%%

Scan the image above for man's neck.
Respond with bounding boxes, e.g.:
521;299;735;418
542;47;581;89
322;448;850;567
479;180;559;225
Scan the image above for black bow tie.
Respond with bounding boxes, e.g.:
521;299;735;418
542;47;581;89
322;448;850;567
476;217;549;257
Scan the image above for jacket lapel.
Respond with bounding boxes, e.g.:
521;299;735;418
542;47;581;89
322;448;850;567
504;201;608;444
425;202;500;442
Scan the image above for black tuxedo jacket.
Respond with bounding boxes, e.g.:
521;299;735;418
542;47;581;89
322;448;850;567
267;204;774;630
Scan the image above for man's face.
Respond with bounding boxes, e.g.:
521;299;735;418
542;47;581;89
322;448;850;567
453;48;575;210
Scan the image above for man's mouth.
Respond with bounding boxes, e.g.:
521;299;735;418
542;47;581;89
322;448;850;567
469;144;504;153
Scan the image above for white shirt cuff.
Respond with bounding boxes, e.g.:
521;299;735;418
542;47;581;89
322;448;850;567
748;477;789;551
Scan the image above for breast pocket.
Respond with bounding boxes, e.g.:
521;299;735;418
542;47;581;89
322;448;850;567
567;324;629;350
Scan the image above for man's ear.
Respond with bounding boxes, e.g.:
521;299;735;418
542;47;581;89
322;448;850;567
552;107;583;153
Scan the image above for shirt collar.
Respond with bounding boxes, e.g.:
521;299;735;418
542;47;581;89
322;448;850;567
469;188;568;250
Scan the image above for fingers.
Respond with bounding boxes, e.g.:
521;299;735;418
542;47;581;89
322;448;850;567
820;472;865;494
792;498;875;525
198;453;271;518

%%

WORK REQUIRED:
Give every line of the items above as a JSON list of strings, one string per line, with blank lines left out.

COMPLETED TASK:
[
  "Scan the image above for man's neck.",
  "Respond with bounding boxes, e.g.:",
  "521;299;735;418",
  "542;47;581;89",
  "322;448;850;567",
  "479;180;559;225",
  "Scan the image above for black bow tie.",
  "Respond with bounding boxes, e.g.:",
  "521;299;735;418",
  "542;47;581;89",
  "322;448;850;567",
  "476;217;549;257",
  "Scan the image above for jacket lapel.",
  "Respond with bounding boxes, e.g.:",
  "521;299;735;418",
  "542;47;581;89",
  "322;448;850;567",
  "504;201;608;444",
  "425;202;500;442",
  "Scan the image above for black tuxedo jacket.",
  "Respond with bounding boxes, e.g.:",
  "521;299;735;418",
  "542;47;581;89",
  "322;448;850;567",
  "267;204;774;630",
  "Scan the image above for man's face.",
  "Respond with bounding boxes, e.g.:",
  "521;299;735;418",
  "542;47;581;89",
  "322;448;850;567",
  "453;48;575;210",
  "Scan the image above for man's mouth.",
  "Respond with bounding boxes, e.g.:",
  "521;299;735;418",
  "542;47;581;89",
  "322;448;850;567",
  "469;144;504;153",
  "Scan the image above for white shirt cuff.",
  "Respond with bounding boxes, e.g.:",
  "521;299;735;418",
  "542;47;581;89",
  "322;448;850;567",
  "748;477;789;551",
  "Scan the image above for breast pocket.",
  "Respond with bounding boxes, e.g.:",
  "521;299;735;418",
  "542;47;581;89",
  "322;448;850;567",
  "567;324;629;350",
  "Scan the image above for man's ear.",
  "Respond with bounding boxes, e.g.:",
  "521;299;735;418",
  "542;47;581;89",
  "322;448;850;567",
  "552;107;583;153",
  "Scan the image above for shirt collar.",
  "Respond with bounding boxes, e.g.:",
  "521;299;735;418",
  "542;47;581;89",
  "322;448;850;567",
  "469;188;568;250",
  "Scan the image above for fingers.",
  "Respond with bounding boxes, e.g.:",
  "521;299;735;418",
  "542;47;581;89",
  "322;448;850;567",
  "820;472;865;494",
  "792;498;875;525",
  "198;453;271;518"
]